- [Your instructions] Return the listing in full. Keep each line exactly as it is.

- [Available data]
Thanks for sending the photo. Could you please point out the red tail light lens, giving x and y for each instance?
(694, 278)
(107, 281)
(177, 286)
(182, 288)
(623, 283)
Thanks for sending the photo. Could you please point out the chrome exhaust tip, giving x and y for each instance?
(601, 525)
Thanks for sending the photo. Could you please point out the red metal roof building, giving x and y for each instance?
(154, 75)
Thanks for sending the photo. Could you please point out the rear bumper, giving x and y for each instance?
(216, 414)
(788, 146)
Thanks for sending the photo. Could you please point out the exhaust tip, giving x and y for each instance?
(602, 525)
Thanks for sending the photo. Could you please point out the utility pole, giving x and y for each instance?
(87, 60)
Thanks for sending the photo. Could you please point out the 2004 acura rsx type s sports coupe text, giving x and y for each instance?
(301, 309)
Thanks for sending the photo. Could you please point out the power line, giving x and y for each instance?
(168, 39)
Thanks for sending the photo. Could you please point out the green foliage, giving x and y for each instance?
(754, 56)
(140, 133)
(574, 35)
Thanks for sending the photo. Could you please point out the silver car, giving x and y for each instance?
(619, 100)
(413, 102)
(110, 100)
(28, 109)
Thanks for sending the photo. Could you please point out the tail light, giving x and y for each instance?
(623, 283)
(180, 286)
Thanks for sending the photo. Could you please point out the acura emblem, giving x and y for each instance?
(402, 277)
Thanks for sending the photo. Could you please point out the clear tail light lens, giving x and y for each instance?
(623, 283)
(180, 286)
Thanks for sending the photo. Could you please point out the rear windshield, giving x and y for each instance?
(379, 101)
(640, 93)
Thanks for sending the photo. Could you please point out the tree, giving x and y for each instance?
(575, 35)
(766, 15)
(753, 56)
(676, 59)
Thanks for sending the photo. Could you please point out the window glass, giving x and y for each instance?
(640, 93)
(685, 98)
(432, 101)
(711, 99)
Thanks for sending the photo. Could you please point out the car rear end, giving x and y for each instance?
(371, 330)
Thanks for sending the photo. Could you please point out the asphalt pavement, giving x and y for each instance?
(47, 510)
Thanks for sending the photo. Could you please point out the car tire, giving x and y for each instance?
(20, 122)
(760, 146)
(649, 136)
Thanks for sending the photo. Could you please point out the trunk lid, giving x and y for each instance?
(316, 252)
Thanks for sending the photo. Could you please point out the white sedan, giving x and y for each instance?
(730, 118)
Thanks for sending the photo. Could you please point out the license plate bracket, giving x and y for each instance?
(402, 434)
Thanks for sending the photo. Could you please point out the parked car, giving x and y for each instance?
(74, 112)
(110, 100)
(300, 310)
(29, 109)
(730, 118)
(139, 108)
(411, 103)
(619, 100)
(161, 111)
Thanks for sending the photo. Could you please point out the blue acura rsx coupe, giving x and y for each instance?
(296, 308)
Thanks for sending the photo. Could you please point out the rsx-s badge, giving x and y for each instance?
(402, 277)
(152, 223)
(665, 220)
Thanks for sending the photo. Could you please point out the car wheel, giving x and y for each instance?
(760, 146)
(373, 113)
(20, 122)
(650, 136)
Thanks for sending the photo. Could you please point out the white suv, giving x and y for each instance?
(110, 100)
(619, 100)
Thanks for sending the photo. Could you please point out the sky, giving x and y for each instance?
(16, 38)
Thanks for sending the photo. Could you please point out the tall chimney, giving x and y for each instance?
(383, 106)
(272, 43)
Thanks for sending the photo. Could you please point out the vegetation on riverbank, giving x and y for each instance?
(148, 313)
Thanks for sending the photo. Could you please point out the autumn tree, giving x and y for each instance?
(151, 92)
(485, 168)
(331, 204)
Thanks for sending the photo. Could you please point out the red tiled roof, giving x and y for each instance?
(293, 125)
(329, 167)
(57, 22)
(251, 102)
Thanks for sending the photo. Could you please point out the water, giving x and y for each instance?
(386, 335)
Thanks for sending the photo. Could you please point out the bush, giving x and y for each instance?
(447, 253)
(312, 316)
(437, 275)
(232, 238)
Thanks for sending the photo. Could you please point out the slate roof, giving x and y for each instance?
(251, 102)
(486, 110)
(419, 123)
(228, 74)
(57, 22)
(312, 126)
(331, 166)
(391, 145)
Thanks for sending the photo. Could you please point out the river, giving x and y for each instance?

- [Reply to the task]
Thanks for sending the photo. Could you please point out the red tail light lens, giving x and y for each instance?
(694, 278)
(107, 281)
(177, 286)
(182, 288)
(623, 283)
Thanks for sending the photo. Could you please point out the chrome exhaust tip, giving x and y for each instance?
(601, 525)
Thanks for sending the photo. Could you please point out the red metal roof building, giving x and y for each instance?
(154, 75)
Thanks for sending the photo. Could you please point out the rear bumper, giving x and y for each instance?
(216, 414)
(788, 146)
Thanks for sending the photo. Could you please point out the exhaust tip, giving x and y for each instance?
(602, 525)
Thanks for sending the photo. Could you please point out the utility pole, giving x and y for each instance?
(87, 60)
Thanks for sending the photo. Could you please point out the 2004 acura rsx type s sports coupe text, giving x and y for each instance?
(301, 309)
Thanks for sending the photo. Could you please point out the power line, giving x and y for each instance?
(168, 39)
Thanks for sending the photo. Could you please point out the green foliage, giving x and y for each instance?
(754, 56)
(140, 133)
(574, 35)
Thanks for sending the photo. Could you please point out the silver car, giving x and y for each instance?
(619, 100)
(413, 102)
(110, 100)
(28, 109)
Thanks for sending the photo. Could you please point out the tail light, giving x and y for each instance?
(623, 283)
(180, 286)
Thanks for sending the photo. Could you please point out the acura emblem, giving x and y for each instance?
(402, 277)
Thanks for sending the photo. Could you please point out the clear tail light lens, giving x and y for each instance?
(623, 283)
(180, 286)
Thanks for sending the photo. Could you please point out the rear windshield, giving x and y for each instance?
(379, 101)
(640, 93)
Thanks for sending the photo. Could you please point out the tree, giving x and y for each instance?
(575, 35)
(766, 15)
(753, 56)
(676, 59)
Thanks for sending the photo. Could you please point out the window glass, giving x and y for each instance?
(640, 93)
(685, 98)
(432, 101)
(711, 99)
Thanks for sending the photo. Could you please point out the car rear end, giving x and y for each instance?
(371, 330)
Thanks for sending the photo. Could you please point out the asphalt pavement, giving x and y for each instance?
(47, 510)
Thanks for sending the photo. Could you please point out the car tire, giving x and y for each instance?
(20, 122)
(760, 146)
(649, 136)
Thanks for sending the photo. Could you please point out the trunk lid, giving x and y for each instance?
(316, 252)
Thanks for sending the photo. Could you please point out the white sedan, giving x and y for each instance?
(730, 118)
Thanks for sending the photo. Could you please point out the license plate bracket, giving x and y for each instance?
(402, 434)
Thanks for sending the photo. Could you please point out the parked car, giving x and y for each instance?
(74, 112)
(110, 100)
(300, 310)
(29, 109)
(730, 118)
(139, 108)
(411, 103)
(619, 100)
(161, 111)
Thanks for sending the photo. Could you please point out the blue acura rsx coupe, giving x and y for each instance?
(296, 308)
Thanks for sending the photo. Could you please point out the rsx-s badge, giving x and y for each instance?
(402, 277)
(152, 223)
(665, 220)
Thanks for sending the photo. Could you please point out the car wheel, giving x and y for each instance?
(760, 146)
(373, 113)
(20, 122)
(650, 136)
Thanks for sending the photo. Could you please point out the white suv, giving x and y for each instance?
(110, 100)
(619, 100)
Thanks for sending the photo. Could you please point out the sky, giving x and y for each instance?
(16, 38)
Thanks for sending the photo. Could you please point out the tall chimney, giving x and y for each instance?
(383, 106)
(272, 43)
Thanks for sending the photo. Could you please point out the vegetation on riverbank, giving x and y for each instance?
(148, 313)
Thanks for sending the photo. Could you please point out the autumn tree, giving x and y for each instance?
(151, 92)
(485, 168)
(331, 204)
Thanks for sending the photo. Could you please point out the red tiled roof, giving x and y for each instance?
(293, 125)
(329, 167)
(57, 22)
(251, 102)
Thanks for sending the photo. Could you please point out the water, giving x and y for each instance?
(386, 335)
Thanks for sending the photo. Could you please point out the bush, giving x and y for each instance?
(447, 253)
(312, 316)
(437, 275)
(232, 238)
Thanks for sending the photo. Could you please point out the slate roof, giving x and y for each instance?
(251, 102)
(486, 110)
(419, 123)
(228, 74)
(57, 22)
(312, 126)
(331, 166)
(391, 145)
Thanks for sending the photo. Could you please point out the river, giving x and y for each instance?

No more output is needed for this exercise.